Stored data entries:
_ _ _ _ _ _ _

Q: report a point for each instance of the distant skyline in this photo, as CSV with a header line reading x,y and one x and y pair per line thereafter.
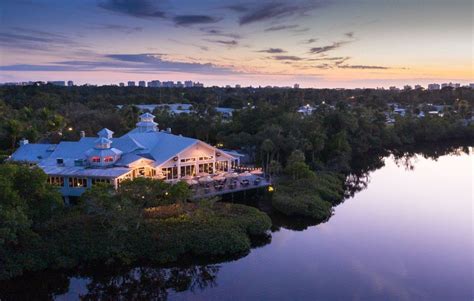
x,y
315,43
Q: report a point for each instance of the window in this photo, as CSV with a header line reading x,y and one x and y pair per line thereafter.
x,y
222,165
206,158
56,181
188,160
101,180
170,173
206,167
188,170
78,182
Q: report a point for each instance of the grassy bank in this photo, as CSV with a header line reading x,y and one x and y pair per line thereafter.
x,y
114,227
309,197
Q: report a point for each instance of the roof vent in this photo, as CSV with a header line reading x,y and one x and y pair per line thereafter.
x,y
78,162
24,142
105,133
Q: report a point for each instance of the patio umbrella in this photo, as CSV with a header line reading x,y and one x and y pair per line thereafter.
x,y
205,179
257,172
219,178
231,175
192,182
245,175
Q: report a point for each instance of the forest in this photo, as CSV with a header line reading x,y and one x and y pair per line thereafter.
x,y
309,158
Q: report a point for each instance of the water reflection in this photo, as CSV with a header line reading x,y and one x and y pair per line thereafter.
x,y
158,283
110,283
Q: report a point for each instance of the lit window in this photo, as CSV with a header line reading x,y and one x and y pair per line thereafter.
x,y
78,182
56,181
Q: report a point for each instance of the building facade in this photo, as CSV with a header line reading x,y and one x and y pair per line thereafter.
x,y
145,151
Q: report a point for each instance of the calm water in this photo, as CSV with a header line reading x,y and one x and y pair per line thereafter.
x,y
407,236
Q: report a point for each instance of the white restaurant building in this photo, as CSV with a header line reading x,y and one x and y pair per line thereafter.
x,y
143,152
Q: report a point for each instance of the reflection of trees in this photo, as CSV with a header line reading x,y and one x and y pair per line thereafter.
x,y
359,177
146,283
35,286
407,157
139,283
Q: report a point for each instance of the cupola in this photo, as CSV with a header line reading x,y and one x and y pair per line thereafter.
x,y
103,154
147,123
106,133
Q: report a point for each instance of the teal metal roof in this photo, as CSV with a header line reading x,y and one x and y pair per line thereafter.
x,y
33,152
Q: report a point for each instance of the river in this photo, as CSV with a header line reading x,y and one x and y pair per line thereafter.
x,y
407,236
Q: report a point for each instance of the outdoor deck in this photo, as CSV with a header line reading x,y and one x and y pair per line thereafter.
x,y
228,185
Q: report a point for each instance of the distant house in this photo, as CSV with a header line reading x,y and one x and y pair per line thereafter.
x,y
173,108
226,113
306,110
145,151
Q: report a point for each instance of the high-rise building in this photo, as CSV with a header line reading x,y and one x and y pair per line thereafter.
x,y
57,83
168,84
450,84
154,84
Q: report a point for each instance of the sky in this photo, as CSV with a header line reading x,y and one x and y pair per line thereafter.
x,y
316,43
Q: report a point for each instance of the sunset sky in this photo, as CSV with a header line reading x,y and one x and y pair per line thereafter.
x,y
326,43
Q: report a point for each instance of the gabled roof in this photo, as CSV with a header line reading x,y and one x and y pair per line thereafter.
x,y
103,140
147,115
105,132
162,146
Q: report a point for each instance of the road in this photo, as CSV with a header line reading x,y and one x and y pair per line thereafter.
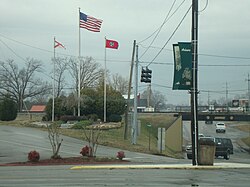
x,y
240,155
63,176
15,143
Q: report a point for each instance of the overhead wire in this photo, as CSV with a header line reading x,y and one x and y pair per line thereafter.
x,y
171,35
163,24
158,30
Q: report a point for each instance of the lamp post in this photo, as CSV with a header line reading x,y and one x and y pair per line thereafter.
x,y
149,127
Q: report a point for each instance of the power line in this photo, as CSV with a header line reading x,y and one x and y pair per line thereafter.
x,y
171,35
163,23
159,30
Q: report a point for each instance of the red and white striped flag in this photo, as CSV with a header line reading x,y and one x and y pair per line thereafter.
x,y
90,23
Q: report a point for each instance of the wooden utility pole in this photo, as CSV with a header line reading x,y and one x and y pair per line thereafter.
x,y
129,91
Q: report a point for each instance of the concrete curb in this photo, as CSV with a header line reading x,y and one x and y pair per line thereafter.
x,y
164,166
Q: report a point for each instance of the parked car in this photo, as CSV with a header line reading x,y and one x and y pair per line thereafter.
x,y
224,148
220,127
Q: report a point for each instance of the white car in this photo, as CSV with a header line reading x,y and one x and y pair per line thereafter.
x,y
220,127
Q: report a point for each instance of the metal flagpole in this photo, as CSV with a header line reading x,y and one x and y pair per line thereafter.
x,y
53,99
105,87
79,70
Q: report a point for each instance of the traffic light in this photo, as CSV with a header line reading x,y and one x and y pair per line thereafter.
x,y
146,75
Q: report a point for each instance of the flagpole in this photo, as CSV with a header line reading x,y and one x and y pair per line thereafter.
x,y
105,86
53,99
79,68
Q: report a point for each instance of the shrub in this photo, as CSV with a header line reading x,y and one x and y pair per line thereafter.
x,y
120,155
86,151
115,118
82,124
72,118
33,156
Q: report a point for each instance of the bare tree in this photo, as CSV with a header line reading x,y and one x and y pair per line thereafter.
x,y
92,136
90,72
54,138
119,83
61,65
21,84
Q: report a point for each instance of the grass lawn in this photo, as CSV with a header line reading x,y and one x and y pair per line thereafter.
x,y
115,137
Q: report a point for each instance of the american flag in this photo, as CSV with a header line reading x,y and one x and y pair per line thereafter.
x,y
90,23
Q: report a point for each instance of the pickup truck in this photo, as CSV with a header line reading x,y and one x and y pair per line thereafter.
x,y
220,127
224,148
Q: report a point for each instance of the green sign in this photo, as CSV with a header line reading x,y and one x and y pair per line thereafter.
x,y
182,66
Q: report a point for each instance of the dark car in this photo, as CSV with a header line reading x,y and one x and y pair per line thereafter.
x,y
224,148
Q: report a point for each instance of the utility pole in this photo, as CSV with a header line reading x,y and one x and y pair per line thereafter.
x,y
248,87
227,97
194,89
129,91
134,127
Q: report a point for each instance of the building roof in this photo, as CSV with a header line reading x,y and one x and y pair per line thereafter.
x,y
38,108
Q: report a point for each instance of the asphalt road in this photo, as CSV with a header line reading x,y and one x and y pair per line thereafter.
x,y
63,176
240,155
15,143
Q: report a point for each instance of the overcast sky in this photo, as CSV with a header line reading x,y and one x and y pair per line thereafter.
x,y
223,31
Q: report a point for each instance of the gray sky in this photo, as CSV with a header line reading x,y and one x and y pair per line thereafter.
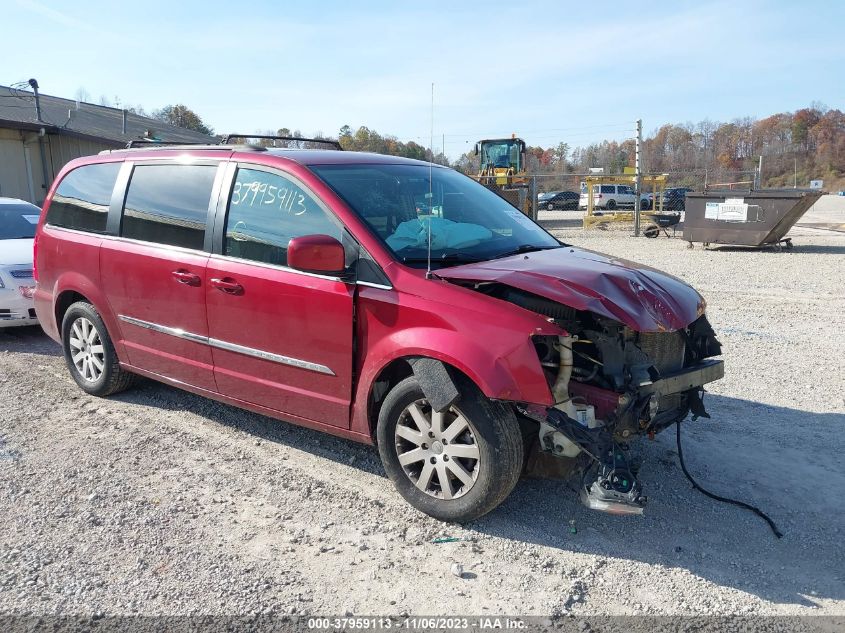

_ _ _ _ _ _ _

**What this task involves:**
Pictures aside, restate the entries word for word.

**Worked solution:**
Q: report a point for each instance of the distant skyline in this photo, as CSV with a header line reading x,y and one x and y pair per line thereafter.
x,y
315,43
Q: report a point for each instance of the window in this photo, as CSV with a header line reading x,y and one x and y pair per line thereafter.
x,y
222,165
206,158
56,181
188,160
101,180
170,173
206,167
188,170
78,182
Q: report a point for each instance of the grassy bank in this photo, as CSV with a header line reading x,y and one x and y pair per line thereafter.
x,y
114,227
309,197
Q: report a point for each instance of the roof vent in this photo, as CSV with a header line reading x,y and one x and y pair per line thereafter.
x,y
78,162
24,142
105,133
Q: report a point for each instance of the patio umbrella in this photo, as CSV with a header line reading x,y and one x and y pair per line thereafter.
x,y
205,179
257,172
219,178
231,175
192,182
245,175
Q: report a point for each instance of the forest in this photo, as CSV with a header line reading x,y and one x and y pair per line thereafter.
x,y
309,158
Q: report a point for each instance of the water reflection in this photo, as CSV with a header line reading x,y and one x and y pair per line thereafter.
x,y
158,283
110,283
Q: report a point for each instance of the lit window in this photo, as CSV with a header line reading x,y and one x and y pair per line thereafter.
x,y
78,182
56,181
Q: report a point for each instance of the building facade in this photo, as CSV with a header line reading x,y and one x and y pair per line thereafter.
x,y
145,151
Q: report a point for each instance of the calm water in this photo, as CSV with a header line reading x,y and one x and y pair per line thereafter.
x,y
407,236
Q: report a point for each instance of the white restaurant building in this photo, as CSV with a header line reading x,y and one x and y pair per line thereafter.
x,y
143,152
Q: report a point for each instance of the reflection of trees in this photo, as CSV with a header line reading x,y and one x and y pair per line thereafter.
x,y
359,177
146,283
35,286
407,157
139,283
Q: report a point for each instance of the cupola in this photo, as CSV with a header line reading x,y and one x and y pair per line thereafter.
x,y
103,154
147,123
106,133
Q: report a point for each instance of the teal metal roof in this photo, as CSV with a header line reading x,y and one x and y pair per line thereafter.
x,y
33,152
Q: report a point for each instance of the river in this photo, as CSV with a header line reading x,y and one x and y pair per line thereafter.
x,y
407,236
Q: report a point for each instance of the outdoor deck in this photo, as CSV with a header line reading x,y and one x and y pair per line thereafter.
x,y
228,185
Q: report a point for each instance of the distant house in this photo, as CSV with a header line reading x,y and one x and y pair per line thereafter.
x,y
173,108
226,113
306,110
145,151
Q: report a point for each instance of the high-rise building in this photo, as CSV with a header line reading x,y and one x and y pair per line thereafter.
x,y
57,83
168,84
450,84
154,84
Q: report a point for each instance of the sky in this photo, as CSV with a header line reading x,y and one x and y pair per line thereafter.
x,y
316,43
Q: report a point for each instance of the sunset sky in this photo, as CSV with a header line reading x,y and one x and y pair per line thereafter.
x,y
326,43
Q: report a point for each instance of the gabled roof in this photo, as CSV with a header line reading x,y and one x and y pair per line thereafter.
x,y
103,140
147,115
105,132
162,146
Q: report a point for each instance of the road in this photo, as CSV with a header line reading x,y and one x and y pair per line thereafter.
x,y
240,155
63,176
15,143
Q: report a point for each instance of the overhead wire in this photo, as CSV with a header line reading x,y and one x and y pair per line thereafter.
x,y
171,35
163,24
158,30
Q: report a point for each instance of the lamp post in this photo, as CSV with a header line reading x,y and one x and y pair per line thereafter.
x,y
149,127
Q: report a point for each instance of the power line in this photo, as CSV with a header line reading x,y and one x and y pair per line thereafter.
x,y
171,35
163,23
159,30
Q: report a point for each instance of the red and white striped flag in this photo, as CSV with a header line reading x,y and one x and y pair per line thereafter.
x,y
90,23
Q: report a point for each instance of the wooden utility pole in this photo, as CSV with a header line reading x,y and one x and y pair per line thereafter.
x,y
129,91
Q: report a point for each instance of the concrete curb in this photo, as CSV with a header line reading x,y and one x and y pair per line thereafter.
x,y
164,166
Q: report a point for each instance of the parked car in this photo, as CSV with a header line reading x,y and one x and y pair per line thereafter.
x,y
224,148
220,127
Q: report a point for each instance of the white car in this photo, as CSV with a header line reading x,y and one x and y pair per line thereafter.
x,y
220,127
Q: report a point for each instance of the metal flagpole in this photo, as CSV with a header line reading x,y and one x and y pair per line thereafter.
x,y
53,99
105,87
79,70
Q: report a point for each instance of the traffic light in this photo, as CSV with a header line reading x,y and one x and y pair per line thereafter.
x,y
146,75
Q: report a point for each instance of the flagpole in this photo, as CSV with a header line reading x,y and one x and y pair per line thereafter.
x,y
105,86
53,99
79,68
Q: report a point for each instance of the shrub in this photo, as CSV with a header line reading x,y and one x and y pair per line thereafter.
x,y
120,155
86,151
115,118
82,124
72,118
33,156
Q: report a point for each instance of the bare tree in this photo, as CSV with a header line reading x,y and one x and y pair per line thereafter.
x,y
92,136
90,72
54,138
119,83
61,65
21,84
Q: report a point for each instance of the grass lawn in this photo, as CSV with a header line reading x,y and one x and y pair per line thereafter.
x,y
115,137
Q: report a point for each instance of the american flag in this photo, as CSV with a header line reading x,y and one x and y pair per line thereafter.
x,y
90,23
Q: report a point for each instance of the pickup truck in this photo, as CSV with a header line reading x,y and one x and y pair per line thereafter.
x,y
220,127
224,148
Q: report a point for each instance of the green sign in this photo, as CSV with a header line reading x,y and one x and y pair per line thereafter.
x,y
182,66
Q: report a point for each instance of the dark car in this photo, as CSV with a header line reading x,y and one x and y pair per line thereafter.
x,y
224,148
Q: report a point for each instance of the utility pole in this photo, as CSV with a header line reading x,y and one x and y pair per line thereafter.
x,y
248,87
227,97
194,89
129,91
134,127
Q: report a point for each instance of the building roof in this photo, as CSV with a header line reading x,y and one x and y pair per line thereafter.
x,y
38,108
Q: report a point for each instance of the asphalt road in this photo, as CSV with a header line reading x,y and one x and y pair per line thereafter.
x,y
63,176
240,155
15,143
Q: report a point for each instance of the overcast sky in this photo, as CSV with a header line reading x,y and one x and y pair per line thereafter.
x,y
223,31
Q: report a point for each instance of the gray sky in this photo, as CSV with a header line reading x,y and one x and y pair per line thereafter.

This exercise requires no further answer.